WHAT YOU ARE ASKED TO DO:
Reproduce every line of the data below without changing anything.

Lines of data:

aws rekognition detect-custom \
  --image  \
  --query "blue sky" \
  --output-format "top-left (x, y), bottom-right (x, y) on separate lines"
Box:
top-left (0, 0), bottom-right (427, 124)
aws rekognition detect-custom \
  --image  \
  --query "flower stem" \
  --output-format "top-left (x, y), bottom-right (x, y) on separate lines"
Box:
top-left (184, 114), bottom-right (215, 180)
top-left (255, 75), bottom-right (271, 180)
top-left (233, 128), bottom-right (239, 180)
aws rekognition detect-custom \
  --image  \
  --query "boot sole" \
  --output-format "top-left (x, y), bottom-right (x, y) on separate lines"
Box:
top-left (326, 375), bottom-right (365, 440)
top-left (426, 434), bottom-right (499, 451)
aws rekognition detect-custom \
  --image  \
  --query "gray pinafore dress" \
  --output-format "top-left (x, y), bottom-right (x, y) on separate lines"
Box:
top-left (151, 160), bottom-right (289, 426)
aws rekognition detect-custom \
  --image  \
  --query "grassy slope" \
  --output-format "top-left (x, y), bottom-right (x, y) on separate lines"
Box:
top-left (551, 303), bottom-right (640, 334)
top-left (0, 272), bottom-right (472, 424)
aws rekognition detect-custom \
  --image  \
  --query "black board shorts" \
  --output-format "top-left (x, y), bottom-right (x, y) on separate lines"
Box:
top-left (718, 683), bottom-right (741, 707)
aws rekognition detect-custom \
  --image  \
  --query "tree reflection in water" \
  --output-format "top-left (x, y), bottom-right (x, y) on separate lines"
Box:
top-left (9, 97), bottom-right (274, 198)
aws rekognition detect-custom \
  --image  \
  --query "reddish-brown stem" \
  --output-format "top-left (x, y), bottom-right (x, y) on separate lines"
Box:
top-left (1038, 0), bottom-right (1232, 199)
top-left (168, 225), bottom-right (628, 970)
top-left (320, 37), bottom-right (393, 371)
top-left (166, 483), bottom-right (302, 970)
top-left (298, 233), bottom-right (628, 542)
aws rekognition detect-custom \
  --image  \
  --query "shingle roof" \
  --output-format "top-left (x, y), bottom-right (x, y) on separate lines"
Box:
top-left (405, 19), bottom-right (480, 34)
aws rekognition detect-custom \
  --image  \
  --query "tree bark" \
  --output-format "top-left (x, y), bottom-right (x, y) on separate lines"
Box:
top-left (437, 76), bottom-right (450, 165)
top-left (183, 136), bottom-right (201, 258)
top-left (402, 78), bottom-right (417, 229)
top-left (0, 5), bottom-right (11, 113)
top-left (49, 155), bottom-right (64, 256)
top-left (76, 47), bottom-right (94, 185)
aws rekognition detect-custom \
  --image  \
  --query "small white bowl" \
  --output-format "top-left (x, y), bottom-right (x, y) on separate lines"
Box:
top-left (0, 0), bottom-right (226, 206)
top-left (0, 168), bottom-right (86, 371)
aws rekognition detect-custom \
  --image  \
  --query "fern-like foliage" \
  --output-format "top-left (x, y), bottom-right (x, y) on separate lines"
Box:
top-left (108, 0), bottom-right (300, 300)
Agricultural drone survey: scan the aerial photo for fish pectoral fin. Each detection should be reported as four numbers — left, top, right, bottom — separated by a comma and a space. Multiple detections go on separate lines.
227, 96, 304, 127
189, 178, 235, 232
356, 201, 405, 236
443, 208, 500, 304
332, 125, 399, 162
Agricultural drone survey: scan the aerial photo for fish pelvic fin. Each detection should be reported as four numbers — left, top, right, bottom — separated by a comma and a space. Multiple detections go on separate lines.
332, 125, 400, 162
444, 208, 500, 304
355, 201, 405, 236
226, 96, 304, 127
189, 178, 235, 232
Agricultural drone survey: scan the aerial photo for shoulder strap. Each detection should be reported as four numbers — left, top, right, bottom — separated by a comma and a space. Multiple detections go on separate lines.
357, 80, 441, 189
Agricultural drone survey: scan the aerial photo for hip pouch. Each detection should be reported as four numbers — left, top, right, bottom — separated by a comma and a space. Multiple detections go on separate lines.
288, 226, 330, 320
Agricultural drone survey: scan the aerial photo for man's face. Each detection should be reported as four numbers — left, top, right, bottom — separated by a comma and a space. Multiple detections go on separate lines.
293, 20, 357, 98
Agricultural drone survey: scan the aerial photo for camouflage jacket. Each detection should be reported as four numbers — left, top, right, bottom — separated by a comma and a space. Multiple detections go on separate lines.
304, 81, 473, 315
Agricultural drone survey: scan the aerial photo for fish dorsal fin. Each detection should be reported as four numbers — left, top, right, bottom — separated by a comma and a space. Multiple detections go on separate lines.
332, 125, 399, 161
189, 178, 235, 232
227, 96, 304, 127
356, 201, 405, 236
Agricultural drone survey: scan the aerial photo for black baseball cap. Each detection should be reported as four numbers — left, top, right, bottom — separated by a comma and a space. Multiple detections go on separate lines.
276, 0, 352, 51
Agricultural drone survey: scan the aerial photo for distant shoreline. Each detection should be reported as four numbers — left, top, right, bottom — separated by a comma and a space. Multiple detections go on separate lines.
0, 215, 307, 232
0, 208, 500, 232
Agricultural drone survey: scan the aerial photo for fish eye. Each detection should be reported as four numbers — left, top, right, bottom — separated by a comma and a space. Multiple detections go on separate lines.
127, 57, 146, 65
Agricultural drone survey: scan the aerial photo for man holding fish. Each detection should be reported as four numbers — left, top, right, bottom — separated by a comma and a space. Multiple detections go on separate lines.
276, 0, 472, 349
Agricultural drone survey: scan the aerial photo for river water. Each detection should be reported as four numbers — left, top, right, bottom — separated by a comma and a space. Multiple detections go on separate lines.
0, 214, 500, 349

CORRECT RESPONSE:
aws rekognition detect-custom \
  --image  \
  --query "blue sky" \
  --output-format "top-left (x, y), bottom-right (x, y) on separate lines"
Box:
top-left (0, 0), bottom-right (427, 124)
aws rekognition detect-custom \
  --image  \
  --query "flower stem" \
  --output-format "top-left (x, y), bottom-right (x, y) on separate lines"
Box:
top-left (184, 114), bottom-right (215, 180)
top-left (255, 75), bottom-right (271, 180)
top-left (233, 128), bottom-right (239, 180)
aws rekognition detect-custom \
  --image  \
  --query "boot sole" \
  --output-format "top-left (x, y), bottom-right (x, y) on separate lines"
Box:
top-left (326, 375), bottom-right (365, 440)
top-left (426, 434), bottom-right (499, 451)
aws rekognition detect-custom \
  --image  \
  --query "gray pinafore dress" \
  --output-format "top-left (x, y), bottom-right (x, y) on separate lines"
Box:
top-left (151, 160), bottom-right (289, 426)
aws rekognition detect-custom \
  --image  \
  --query "grassy slope" \
  --output-format "top-left (x, y), bottom-right (x, y) on separate lines"
Box:
top-left (551, 303), bottom-right (640, 334)
top-left (0, 272), bottom-right (472, 424)
aws rekognition detect-custom \
  --image  \
  --query "black board shorts" \
  --output-format "top-left (x, y), bottom-right (x, y) on separate lines"
Box:
top-left (718, 683), bottom-right (741, 707)
aws rekognition detect-custom \
  --image  \
  --query "tree reflection in water" \
  --output-format "top-left (x, y), bottom-right (x, y) on separate lines"
Box:
top-left (9, 97), bottom-right (274, 198)
aws rekognition detect-custom \
  --image  \
  --query "reddish-brown stem" \
  --output-format "top-left (x, y), bottom-right (x, y) on separate lines"
Box:
top-left (1038, 0), bottom-right (1232, 199)
top-left (168, 225), bottom-right (628, 970)
top-left (320, 37), bottom-right (393, 371)
top-left (166, 483), bottom-right (302, 970)
top-left (298, 233), bottom-right (628, 542)
aws rekognition detect-custom \
  --image  \
  --query "shingle roof" \
  --output-format "top-left (x, y), bottom-right (x, y) on separate lines"
Box:
top-left (405, 19), bottom-right (480, 34)
aws rekognition detect-custom \
  --image  \
  --query "tree bark" \
  --output-format "top-left (x, y), bottom-right (x, y) on separate lines"
Box:
top-left (437, 76), bottom-right (450, 165)
top-left (183, 136), bottom-right (201, 258)
top-left (402, 78), bottom-right (417, 229)
top-left (0, 5), bottom-right (11, 113)
top-left (49, 155), bottom-right (64, 256)
top-left (76, 47), bottom-right (94, 185)
aws rekognition detect-custom \
  --image  \
  --query "small white bowl" \
  --output-format "top-left (x, y), bottom-right (x, y) on separate lines"
Box:
top-left (0, 0), bottom-right (226, 206)
top-left (0, 168), bottom-right (86, 371)
aws rekognition detect-custom \
  --image  \
  --query "fern-like foliage" \
  --output-format "top-left (x, y), bottom-right (x, y) on separate lines"
Box:
top-left (108, 0), bottom-right (300, 300)
Agricultural drone survey: scan the aerial photo for fish pectoral fin. Each detection should be reported as four numbers — left, top, right, bottom — separated by a comma and a space. Multiple detections go on separate lines.
227, 96, 304, 127
189, 178, 235, 232
356, 201, 405, 236
443, 208, 500, 304
332, 125, 399, 162
Agricultural drone survey: scan the aerial photo for fish pelvic fin. Each detection should be reported as four numbers — left, top, right, bottom — separated by a comma and a space. Multiple detections go on separate lines.
332, 125, 400, 162
444, 208, 500, 304
355, 201, 405, 236
226, 96, 304, 127
189, 178, 235, 232
Agricultural drone survey: scan the aerial photo for shoulder strap. Each detection should be reported as four numbers — left, top, right, bottom — separated by a comma and a space. Multiple detections go on separate lines.
357, 80, 441, 189
Agricultural drone survey: scan the aerial photo for hip pouch. Each detection should be reported as four numbers — left, top, right, bottom — separated by a comma and a space. Multiple detections go on separate lines.
288, 226, 330, 320
Agricultural drone survey: scan the aerial photo for man's face. Each detection should be reported as four numbers — left, top, right, bottom — separated by a comma and a space. Multiple detections go on separate lines.
293, 20, 357, 98
Agricultural drone survey: scan the aerial photo for camouflage jacket. Each detection should be reported as four numbers — left, top, right, bottom — separated by a comma and a space. Multiple detections go on separate lines.
304, 81, 473, 315
Agricultural drone survey: scan the aerial photo for fish dorsal fin. Each detection should be reported as four numbers — left, top, right, bottom — separated by a comma and a space. Multiple detections go on separate lines.
332, 125, 399, 161
189, 178, 235, 232
227, 96, 304, 127
356, 201, 405, 236
Agricultural drone survey: scan the aerial photo for black baseball cap. Each detection should be reported as four numbers — left, top, right, bottom — separated by a comma and a space. Multiple detections go on separate lines.
276, 0, 352, 51
Agricultural drone survey: scan the aerial photo for distant shoreline. Each detection should be reported as four numbers — left, top, right, bottom — separated by a comma and a space. Multiple detections go on separate lines.
0, 215, 307, 232
0, 208, 500, 232
Agricultural drone survey: scan the aerial photo for fish eye. Each detection should be reported as four numbers — left, top, right, bottom — separated by a comma and a space. Multiple detections go on separate lines.
127, 57, 146, 65
Agricultural drone survey: scan the aerial photo for man holding fish. Each detection should be reported as four numbers — left, top, right, bottom — separated by a comma and a space. Multiple detections go on separate lines.
276, 0, 472, 349
Agricultural drone survey: scan the aerial photo for river water. Each detection should be reported as four numbers — left, top, right, bottom — separated by a comma and a space. Multiple detections go on separate lines.
0, 214, 500, 349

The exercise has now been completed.